* start DATA SECTION *
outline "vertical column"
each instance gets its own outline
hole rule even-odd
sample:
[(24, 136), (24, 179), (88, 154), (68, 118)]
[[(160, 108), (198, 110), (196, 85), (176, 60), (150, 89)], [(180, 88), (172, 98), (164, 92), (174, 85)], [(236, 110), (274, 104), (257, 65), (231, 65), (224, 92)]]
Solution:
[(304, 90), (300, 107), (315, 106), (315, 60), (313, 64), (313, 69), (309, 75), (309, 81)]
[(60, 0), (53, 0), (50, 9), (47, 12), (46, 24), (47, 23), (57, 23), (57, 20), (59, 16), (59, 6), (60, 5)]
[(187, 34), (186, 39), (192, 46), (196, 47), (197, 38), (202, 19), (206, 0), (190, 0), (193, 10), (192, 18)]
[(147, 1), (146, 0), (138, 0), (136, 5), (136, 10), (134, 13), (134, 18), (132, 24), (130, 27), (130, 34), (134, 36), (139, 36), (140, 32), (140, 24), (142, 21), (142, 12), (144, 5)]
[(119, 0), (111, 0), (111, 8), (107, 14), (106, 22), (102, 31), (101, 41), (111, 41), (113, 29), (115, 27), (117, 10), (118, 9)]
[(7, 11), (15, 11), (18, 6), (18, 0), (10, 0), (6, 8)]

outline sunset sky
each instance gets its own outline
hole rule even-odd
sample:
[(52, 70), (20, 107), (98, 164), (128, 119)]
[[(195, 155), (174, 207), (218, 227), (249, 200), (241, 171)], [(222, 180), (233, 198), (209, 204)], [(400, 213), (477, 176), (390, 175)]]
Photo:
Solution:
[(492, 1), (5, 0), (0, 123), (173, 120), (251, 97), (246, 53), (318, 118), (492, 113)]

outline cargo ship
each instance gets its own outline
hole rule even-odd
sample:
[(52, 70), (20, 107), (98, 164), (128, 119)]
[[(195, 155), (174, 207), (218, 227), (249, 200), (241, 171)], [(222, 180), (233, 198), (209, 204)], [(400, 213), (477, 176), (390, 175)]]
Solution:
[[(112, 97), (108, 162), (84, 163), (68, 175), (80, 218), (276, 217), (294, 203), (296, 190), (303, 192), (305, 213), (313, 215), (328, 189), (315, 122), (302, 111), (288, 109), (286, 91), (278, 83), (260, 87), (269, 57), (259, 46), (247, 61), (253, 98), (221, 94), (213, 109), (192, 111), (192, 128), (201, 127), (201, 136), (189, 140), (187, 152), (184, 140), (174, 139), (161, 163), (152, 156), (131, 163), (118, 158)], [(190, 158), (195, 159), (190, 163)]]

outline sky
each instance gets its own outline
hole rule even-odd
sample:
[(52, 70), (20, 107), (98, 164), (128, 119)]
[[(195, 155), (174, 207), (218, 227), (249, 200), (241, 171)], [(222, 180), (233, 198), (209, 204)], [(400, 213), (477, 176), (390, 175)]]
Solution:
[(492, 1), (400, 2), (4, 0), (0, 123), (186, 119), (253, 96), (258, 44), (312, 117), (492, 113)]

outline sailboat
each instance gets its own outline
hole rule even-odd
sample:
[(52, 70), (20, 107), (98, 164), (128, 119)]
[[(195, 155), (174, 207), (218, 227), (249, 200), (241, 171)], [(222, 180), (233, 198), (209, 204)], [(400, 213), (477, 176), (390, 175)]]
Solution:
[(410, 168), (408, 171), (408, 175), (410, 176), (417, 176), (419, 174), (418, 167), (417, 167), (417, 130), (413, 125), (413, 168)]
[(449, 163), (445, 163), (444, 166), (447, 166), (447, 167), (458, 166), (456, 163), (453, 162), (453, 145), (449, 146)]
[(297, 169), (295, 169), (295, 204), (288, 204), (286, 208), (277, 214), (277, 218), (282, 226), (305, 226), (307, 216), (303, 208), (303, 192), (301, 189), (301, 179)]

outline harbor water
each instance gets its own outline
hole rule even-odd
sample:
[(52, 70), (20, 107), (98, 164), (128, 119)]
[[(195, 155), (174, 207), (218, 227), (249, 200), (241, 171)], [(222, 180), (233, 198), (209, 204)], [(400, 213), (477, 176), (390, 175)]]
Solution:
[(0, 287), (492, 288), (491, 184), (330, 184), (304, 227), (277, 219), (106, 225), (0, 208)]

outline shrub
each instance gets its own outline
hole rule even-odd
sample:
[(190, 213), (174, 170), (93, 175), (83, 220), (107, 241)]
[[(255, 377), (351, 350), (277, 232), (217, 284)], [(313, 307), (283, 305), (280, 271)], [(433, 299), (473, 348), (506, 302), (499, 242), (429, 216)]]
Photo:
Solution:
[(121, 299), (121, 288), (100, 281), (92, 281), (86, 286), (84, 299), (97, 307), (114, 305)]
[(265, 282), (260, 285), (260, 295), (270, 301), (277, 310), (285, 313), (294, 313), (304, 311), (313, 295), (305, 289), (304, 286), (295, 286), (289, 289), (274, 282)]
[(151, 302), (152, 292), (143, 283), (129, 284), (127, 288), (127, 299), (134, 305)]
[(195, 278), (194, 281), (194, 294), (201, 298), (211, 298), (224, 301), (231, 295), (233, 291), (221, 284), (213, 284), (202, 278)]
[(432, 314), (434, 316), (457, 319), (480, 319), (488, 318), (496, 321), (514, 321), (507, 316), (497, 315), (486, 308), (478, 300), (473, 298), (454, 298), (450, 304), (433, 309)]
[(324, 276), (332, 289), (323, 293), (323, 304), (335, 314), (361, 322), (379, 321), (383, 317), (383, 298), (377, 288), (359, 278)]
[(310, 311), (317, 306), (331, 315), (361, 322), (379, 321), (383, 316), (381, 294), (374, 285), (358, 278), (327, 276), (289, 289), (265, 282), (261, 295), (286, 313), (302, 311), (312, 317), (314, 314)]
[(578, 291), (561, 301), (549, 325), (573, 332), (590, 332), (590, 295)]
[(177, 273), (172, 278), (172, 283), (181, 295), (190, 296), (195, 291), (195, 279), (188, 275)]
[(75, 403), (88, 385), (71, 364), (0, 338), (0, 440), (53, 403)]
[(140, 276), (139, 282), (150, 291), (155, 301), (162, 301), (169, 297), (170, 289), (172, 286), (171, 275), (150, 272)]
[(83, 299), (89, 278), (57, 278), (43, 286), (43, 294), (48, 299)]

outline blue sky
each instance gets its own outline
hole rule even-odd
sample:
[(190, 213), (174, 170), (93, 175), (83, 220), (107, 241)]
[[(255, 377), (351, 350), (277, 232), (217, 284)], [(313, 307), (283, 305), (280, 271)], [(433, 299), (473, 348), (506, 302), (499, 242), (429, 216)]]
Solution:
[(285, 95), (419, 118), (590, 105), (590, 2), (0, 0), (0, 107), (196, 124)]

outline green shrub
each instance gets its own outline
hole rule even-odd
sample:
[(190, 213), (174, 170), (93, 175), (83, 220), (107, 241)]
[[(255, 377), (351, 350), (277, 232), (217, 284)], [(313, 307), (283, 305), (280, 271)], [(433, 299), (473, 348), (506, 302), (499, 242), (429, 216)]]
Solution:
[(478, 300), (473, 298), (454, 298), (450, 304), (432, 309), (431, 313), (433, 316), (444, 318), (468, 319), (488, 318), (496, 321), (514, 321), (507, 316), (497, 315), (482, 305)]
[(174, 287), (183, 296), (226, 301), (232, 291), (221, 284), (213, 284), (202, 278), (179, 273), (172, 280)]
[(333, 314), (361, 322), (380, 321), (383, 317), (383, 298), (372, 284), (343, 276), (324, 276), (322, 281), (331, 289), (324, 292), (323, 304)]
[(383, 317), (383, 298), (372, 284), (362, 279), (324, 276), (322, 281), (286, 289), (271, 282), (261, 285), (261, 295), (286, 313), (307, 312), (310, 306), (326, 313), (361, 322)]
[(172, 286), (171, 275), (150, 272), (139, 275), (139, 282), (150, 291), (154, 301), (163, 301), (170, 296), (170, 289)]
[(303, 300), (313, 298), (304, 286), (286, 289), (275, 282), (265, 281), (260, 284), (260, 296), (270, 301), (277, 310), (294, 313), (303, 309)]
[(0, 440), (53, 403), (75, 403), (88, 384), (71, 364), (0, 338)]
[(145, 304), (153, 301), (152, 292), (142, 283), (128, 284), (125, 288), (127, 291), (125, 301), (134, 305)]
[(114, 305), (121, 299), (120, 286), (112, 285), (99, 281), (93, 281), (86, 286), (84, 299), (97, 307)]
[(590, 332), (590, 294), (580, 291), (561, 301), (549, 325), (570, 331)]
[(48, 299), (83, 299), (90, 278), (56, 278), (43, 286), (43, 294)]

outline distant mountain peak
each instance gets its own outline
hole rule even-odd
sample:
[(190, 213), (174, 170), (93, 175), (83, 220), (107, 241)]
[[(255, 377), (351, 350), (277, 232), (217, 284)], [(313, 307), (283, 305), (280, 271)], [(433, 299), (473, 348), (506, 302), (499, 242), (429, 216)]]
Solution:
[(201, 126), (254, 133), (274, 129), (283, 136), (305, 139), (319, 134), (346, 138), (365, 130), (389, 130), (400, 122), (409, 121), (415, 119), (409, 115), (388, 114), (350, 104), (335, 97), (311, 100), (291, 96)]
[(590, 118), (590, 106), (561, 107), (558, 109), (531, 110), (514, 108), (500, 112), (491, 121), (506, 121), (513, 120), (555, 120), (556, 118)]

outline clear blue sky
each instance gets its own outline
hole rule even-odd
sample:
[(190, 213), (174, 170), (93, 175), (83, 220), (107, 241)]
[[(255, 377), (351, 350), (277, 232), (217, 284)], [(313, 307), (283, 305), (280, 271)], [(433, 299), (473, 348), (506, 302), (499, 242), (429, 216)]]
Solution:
* end DATA SECTION *
Rewrite the records from their first line through the line containing "10), (192, 18)]", replacing "hole rule" with "fill rule" and keeping everything else the same.

outline "vertical column"
each instance gets its own outline
fill rule even-odd
sample:
[(24, 136), (24, 179), (88, 154), (68, 118)]
[[(160, 108), (198, 110), (196, 85), (176, 60), (150, 89)], [(180, 88), (172, 98), (164, 92), (174, 85)], [(236, 110), (274, 104), (257, 65), (231, 65), (224, 92)]]
Solution:
[(304, 90), (300, 107), (315, 106), (315, 60), (313, 64), (313, 69), (309, 75), (309, 81)]
[(60, 0), (53, 0), (50, 9), (47, 12), (46, 24), (47, 23), (57, 23), (57, 20), (59, 16), (59, 6), (60, 5)]
[(187, 34), (186, 39), (192, 46), (196, 47), (197, 38), (202, 19), (206, 0), (190, 0), (193, 10), (192, 18)]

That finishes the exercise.